***** DATASET EXCERPTS *****

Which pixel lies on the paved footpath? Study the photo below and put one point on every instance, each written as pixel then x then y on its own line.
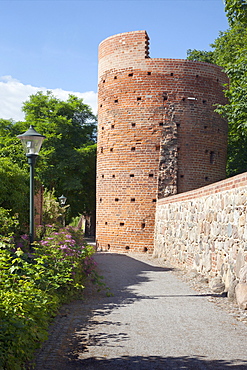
pixel 154 320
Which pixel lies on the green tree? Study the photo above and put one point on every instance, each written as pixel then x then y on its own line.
pixel 236 11
pixel 200 55
pixel 230 52
pixel 68 155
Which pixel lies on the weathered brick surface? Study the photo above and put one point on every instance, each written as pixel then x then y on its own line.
pixel 157 135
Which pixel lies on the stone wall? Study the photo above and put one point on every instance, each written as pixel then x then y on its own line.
pixel 206 229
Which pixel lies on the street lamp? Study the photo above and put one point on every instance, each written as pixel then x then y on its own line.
pixel 62 200
pixel 31 141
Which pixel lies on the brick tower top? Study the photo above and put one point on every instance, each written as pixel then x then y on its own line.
pixel 120 51
pixel 158 135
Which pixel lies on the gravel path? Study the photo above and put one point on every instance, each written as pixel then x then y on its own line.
pixel 153 320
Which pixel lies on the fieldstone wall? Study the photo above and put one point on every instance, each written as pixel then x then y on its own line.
pixel 206 230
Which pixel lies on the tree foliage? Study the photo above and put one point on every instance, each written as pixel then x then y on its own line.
pixel 200 55
pixel 236 11
pixel 67 159
pixel 230 52
pixel 67 162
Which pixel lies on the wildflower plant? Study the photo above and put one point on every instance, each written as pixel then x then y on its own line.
pixel 33 286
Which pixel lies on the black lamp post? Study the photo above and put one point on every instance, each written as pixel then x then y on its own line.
pixel 31 141
pixel 62 200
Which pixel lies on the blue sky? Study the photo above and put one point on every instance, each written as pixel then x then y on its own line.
pixel 54 44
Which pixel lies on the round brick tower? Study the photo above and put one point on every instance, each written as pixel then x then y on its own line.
pixel 158 135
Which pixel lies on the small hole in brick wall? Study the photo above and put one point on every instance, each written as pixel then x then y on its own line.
pixel 212 157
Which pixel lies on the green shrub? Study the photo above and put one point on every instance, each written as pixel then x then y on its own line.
pixel 33 286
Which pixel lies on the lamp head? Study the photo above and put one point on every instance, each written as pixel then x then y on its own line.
pixel 31 141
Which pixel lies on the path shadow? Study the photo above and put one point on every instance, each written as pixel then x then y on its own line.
pixel 122 274
pixel 154 363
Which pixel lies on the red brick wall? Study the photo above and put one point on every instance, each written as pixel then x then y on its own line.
pixel 157 135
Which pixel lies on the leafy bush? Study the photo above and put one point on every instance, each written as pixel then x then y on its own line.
pixel 33 285
pixel 8 223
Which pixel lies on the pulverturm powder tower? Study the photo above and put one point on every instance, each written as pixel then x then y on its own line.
pixel 158 135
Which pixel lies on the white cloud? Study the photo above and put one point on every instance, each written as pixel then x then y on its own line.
pixel 13 93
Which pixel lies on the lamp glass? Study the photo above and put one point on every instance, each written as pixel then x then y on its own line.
pixel 62 200
pixel 31 141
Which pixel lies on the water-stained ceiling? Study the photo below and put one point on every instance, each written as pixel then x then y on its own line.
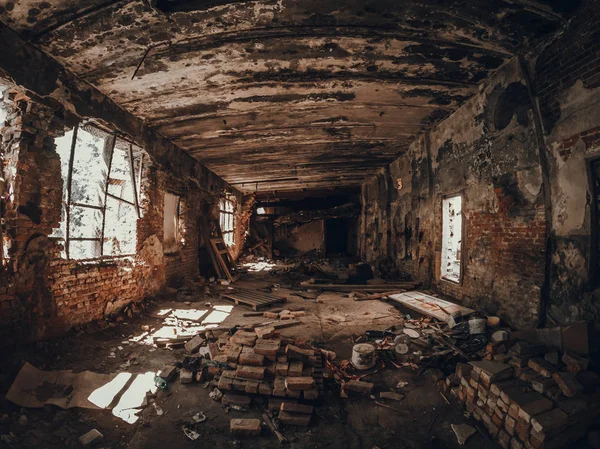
pixel 286 94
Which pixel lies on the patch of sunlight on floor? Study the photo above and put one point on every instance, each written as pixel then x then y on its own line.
pixel 189 314
pixel 134 399
pixel 103 396
pixel 259 266
pixel 224 308
pixel 216 317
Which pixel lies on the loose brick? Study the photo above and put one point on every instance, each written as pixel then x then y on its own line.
pixel 281 369
pixel 357 386
pixel 265 388
pixel 194 344
pixel 186 376
pixel 311 394
pixel 541 367
pixel 251 359
pixel 568 383
pixel 575 363
pixel 265 331
pixel 295 353
pixel 295 369
pixel 245 427
pixel 299 383
pixel 296 408
pixel 236 399
pixel 549 421
pixel 294 419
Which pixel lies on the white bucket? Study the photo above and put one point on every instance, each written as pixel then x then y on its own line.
pixel 363 356
pixel 477 326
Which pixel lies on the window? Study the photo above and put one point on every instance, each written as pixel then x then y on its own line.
pixel 227 220
pixel 451 238
pixel 100 198
pixel 171 222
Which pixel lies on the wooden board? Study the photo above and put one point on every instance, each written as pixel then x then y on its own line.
pixel 361 287
pixel 429 305
pixel 251 298
pixel 222 255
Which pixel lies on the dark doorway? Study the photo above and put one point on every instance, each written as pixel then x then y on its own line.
pixel 337 232
pixel 595 228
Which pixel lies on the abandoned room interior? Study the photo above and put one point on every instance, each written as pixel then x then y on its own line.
pixel 297 223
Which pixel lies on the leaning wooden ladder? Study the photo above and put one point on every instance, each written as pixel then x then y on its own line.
pixel 223 256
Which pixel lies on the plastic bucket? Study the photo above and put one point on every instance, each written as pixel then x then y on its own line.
pixel 477 326
pixel 363 356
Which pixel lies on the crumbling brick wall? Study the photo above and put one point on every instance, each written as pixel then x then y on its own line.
pixel 494 165
pixel 41 293
pixel 567 82
pixel 488 151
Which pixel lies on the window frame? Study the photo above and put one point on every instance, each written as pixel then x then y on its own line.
pixel 227 199
pixel 111 141
pixel 443 277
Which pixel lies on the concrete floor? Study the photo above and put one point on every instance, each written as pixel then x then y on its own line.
pixel 355 422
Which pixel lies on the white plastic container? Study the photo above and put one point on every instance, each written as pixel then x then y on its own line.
pixel 363 356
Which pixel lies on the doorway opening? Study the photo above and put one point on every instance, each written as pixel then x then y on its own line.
pixel 340 237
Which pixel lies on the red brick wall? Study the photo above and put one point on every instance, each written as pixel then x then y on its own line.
pixel 42 294
pixel 497 172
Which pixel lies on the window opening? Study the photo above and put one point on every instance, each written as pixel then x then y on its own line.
pixel 227 220
pixel 595 253
pixel 451 238
pixel 100 204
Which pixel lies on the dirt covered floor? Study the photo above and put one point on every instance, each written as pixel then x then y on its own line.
pixel 333 320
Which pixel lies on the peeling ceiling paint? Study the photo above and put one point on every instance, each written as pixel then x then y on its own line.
pixel 268 90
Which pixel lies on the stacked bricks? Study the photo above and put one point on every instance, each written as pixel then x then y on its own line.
pixel 530 402
pixel 268 366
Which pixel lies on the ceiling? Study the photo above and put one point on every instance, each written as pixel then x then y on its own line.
pixel 286 95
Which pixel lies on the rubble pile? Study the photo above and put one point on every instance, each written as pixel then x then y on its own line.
pixel 531 399
pixel 256 362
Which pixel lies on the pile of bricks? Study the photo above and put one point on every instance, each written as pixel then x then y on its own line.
pixel 277 367
pixel 531 400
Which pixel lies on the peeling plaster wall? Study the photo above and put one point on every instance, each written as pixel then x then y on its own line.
pixel 568 83
pixel 487 152
pixel 43 295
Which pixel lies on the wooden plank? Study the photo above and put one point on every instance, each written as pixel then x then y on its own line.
pixel 361 287
pixel 429 305
pixel 251 301
pixel 257 295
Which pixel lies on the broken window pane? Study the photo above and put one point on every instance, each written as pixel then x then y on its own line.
pixel 85 222
pixel 84 249
pixel 90 167
pixel 451 238
pixel 91 183
pixel 120 183
pixel 63 148
pixel 226 220
pixel 120 228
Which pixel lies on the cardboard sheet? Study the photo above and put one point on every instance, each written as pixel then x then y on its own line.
pixel 34 388
pixel 123 393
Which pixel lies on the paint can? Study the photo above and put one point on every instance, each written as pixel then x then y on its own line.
pixel 477 326
pixel 363 356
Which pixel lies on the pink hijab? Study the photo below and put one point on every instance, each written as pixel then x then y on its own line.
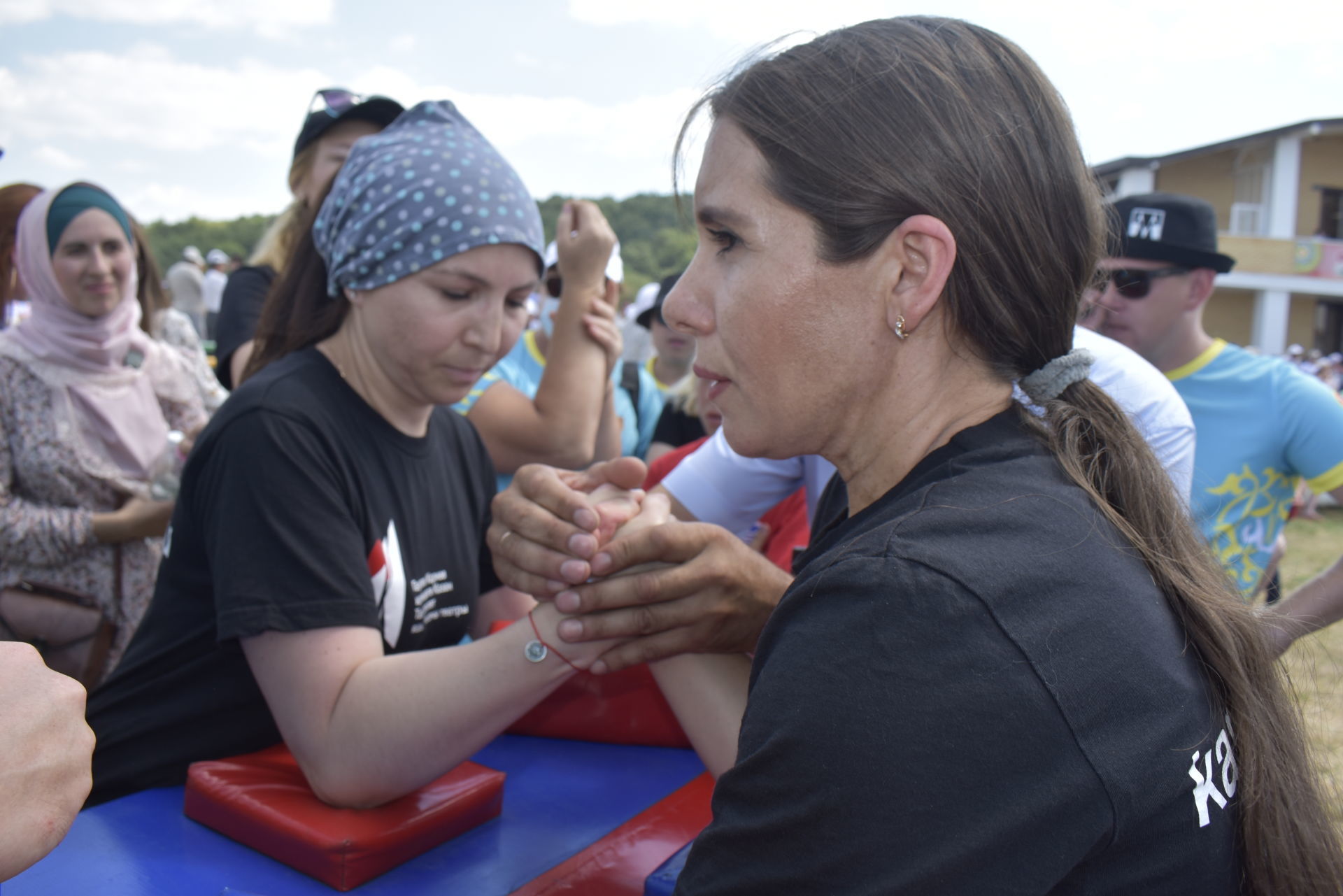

*****

[TASK DETAILS]
Reproduce the listing word for word, starting at its first line and ending with the line that contains "pixel 206 229". Leave the pictures out of your answer.

[REPLY TO THE TASK]
Which pixel lies on the paved footpath? Study the photo below and put one point on every instance, each written as pixel then x then y on its own line.
pixel 154 320
Which pixel lies on the green tree? Study the photo above and put one point on every instance, each written as pixel then x then y on its own line.
pixel 236 11
pixel 200 55
pixel 230 52
pixel 68 155
Which pixel lies on the weathered brick surface? Study the photo above and put one point on every instance, each written as pixel then x then y on its own line.
pixel 157 135
Which pixel lies on the stone wall? Study the photo above and put one point on every instance, each written as pixel then x then y on its own line.
pixel 206 229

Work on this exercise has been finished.